**OBJECTIFS:**
(1) Répondez aux questions suivantes à l'aide de l'extrait sur les décisions de la CIVI :
(a) À quelle date l'expert judiciaire a-t-il déposé son premier rapport ?
(b) Par quelle décision, désignée par sa date, la CIVI a-t-elle liquidé le préjudice soumis au recours des organismes de sécurité sociale ?
(c) Qu'a fait l'arrêt de la cour d'appel du 9 juin 2000 de la décision du 28 mai 1999 ?
(2) Poursuivez l'extrait sur les décisions de la CIVI à partir de sa dernière phrase.

**EXTRAIT DE PAGE:**

===============

Par décision du 5 juillet 1996, rectifiée par décision du 17 janvier 1997, ordonnant l'exécution provision, et confirmée par arrêt de la cour d'appel de Paris du 4 juillet 1997, la Commission d'Indemnisation des Victimes d'Infraction du tribunal de grande instance de Paris (CIVI) a ordonné une expertise judiciaire et alloué à M. [G] une provision.

L'expert judiciaire a déposé un rapport le 30 octobre 1996.

Par décision du 3 juillet 1998, avant dire droit sur la réparation des préjudices soumis au recours des organismes de sécurité sociale, la CIVI a ordonné une nouvelle expertise et liquidé le préjudice personnel et matériel de M. [G] ainsi que le préjudice des victimes par ricochet.

L'expert judiciaire a déposé un rapport le 26 novembre 1998.

Par décision du 28 mai 1999, la CIVI a liquidé le préjudice soumis au recours des organismes de sécurité sociale.

Par arrêt du 9 juin 2000, la cour d'appel a partiellement infirmé la décision du 28 mai 1999.

===============

**DONNÉES FOURNIES:**

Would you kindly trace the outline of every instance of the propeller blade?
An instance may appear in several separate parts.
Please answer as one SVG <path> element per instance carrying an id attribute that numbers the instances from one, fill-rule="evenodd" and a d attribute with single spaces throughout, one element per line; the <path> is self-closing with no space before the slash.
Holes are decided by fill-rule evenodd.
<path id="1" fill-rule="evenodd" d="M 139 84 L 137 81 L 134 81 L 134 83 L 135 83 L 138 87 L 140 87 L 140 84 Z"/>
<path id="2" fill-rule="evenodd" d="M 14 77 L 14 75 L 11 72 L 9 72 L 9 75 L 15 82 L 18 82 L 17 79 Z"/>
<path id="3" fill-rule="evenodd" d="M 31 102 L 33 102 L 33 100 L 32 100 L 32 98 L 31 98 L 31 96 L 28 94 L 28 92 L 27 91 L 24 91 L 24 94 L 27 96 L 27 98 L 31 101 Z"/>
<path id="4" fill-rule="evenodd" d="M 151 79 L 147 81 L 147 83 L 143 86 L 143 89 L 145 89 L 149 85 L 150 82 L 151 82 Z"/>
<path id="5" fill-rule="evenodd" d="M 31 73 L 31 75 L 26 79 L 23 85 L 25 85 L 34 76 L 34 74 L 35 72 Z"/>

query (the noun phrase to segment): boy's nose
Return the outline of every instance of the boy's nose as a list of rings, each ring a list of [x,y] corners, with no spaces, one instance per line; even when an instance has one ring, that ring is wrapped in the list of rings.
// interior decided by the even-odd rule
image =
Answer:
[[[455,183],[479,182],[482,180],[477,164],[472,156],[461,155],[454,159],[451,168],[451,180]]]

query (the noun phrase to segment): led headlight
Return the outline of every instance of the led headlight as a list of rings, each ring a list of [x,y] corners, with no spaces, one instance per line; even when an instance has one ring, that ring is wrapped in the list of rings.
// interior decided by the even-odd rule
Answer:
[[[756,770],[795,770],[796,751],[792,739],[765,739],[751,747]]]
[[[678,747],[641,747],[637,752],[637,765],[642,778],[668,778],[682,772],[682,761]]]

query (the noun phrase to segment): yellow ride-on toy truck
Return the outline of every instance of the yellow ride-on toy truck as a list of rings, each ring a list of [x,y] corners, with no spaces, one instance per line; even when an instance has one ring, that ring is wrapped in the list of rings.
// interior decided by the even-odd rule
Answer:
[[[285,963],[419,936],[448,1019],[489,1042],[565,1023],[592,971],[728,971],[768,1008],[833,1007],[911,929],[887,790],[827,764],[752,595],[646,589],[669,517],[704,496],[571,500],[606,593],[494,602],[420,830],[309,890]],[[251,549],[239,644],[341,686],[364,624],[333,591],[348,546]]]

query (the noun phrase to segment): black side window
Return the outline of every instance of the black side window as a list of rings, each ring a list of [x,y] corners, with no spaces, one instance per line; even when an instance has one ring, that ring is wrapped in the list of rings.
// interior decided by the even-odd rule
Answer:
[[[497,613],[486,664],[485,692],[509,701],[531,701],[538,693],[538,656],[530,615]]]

===============

**CORRIGÉ:**
(1)
(a) Le 30 octobre 1996.
(b) Par la décision du 28 mai 1999.
(c) Il l'a partiellement infirmée.

(2)
Par arrêt du 7 mai 2002, sur pourvoi du FONDS DE GARANTIE DES VICTIMES DES ACTES DE TERRORISME ET D'AUTRES INFRACTIONS (FGTI), la 2é chambre civile de la Cour de cassation a, sur un moyen relevé d'office, cassé dans toutes ses dispositions l'arrêt du 9 juin 2000 de la cour d'appel de Paris, aux motifs que M. [G] avait été victime d'un accident de la circulation soumis à la loi du 5 juillet 1985.

Par arrêt du 18 février 2004, la cour d'appel de Paris, statuant comme cour de renvoi, estimant que le droit à indemnisation de M. [G] avait été définitivement jugé par la décision devenue irrévocable du 3 juillet 1998, a liquidé le préjudice soumis à recours de M. [G].

Par actes des 27 juillet et 3 août 2004, le FGTI a assigné devant le tribunal de grande instance de Paris, la société HERTZ FRANCE, son assureur la société AIG EUROPE et la CPAM de Paris, aux fins d'obtenir le remboursement des indemnités qu'il a versé à M. [G].

Par jugement du 6 janvier 2006, le tribunal de grande instance a sursis à statuer jusqu'à ce que la Cour de cassation se soit prononcée sur le pourvoi formé par le FGTI à l'encontre de l'arrêt de la cour d'appel de Paris du 18 février 2004.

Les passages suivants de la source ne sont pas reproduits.